> Recorded information
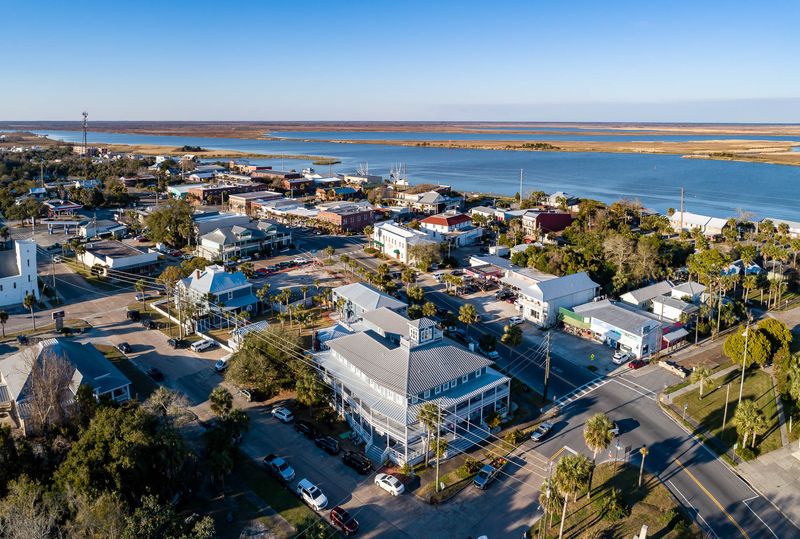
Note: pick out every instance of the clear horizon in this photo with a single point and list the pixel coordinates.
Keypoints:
(716, 62)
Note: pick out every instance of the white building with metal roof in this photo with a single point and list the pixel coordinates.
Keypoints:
(387, 366)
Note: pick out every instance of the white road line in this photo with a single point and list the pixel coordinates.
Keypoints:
(758, 517)
(693, 507)
(651, 397)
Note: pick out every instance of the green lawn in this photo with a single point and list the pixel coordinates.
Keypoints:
(142, 386)
(649, 504)
(274, 493)
(710, 410)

> What this task involves
Rewrite the material above with every "pixel coordinates" changed to "image coordinates" and everything else left as it is. Leave the pictures out.

> Complete output
Note: pick out every instance of the clear horizon in this photo with a single point and list the image coordinates.
Keypoints:
(716, 62)
Note: pick out every instance of the white building with metal roof in this photo with a single point and list the image coordinates.
Keypoints:
(387, 366)
Note: pick out every instance of the white road line in this photo with a single point and list the image coordinates.
Keypoints:
(758, 517)
(693, 507)
(651, 397)
Note: pick out every instance of the green lawn in this photo with a single point and list the image coordinates.
Keypoints:
(142, 386)
(649, 504)
(274, 493)
(710, 410)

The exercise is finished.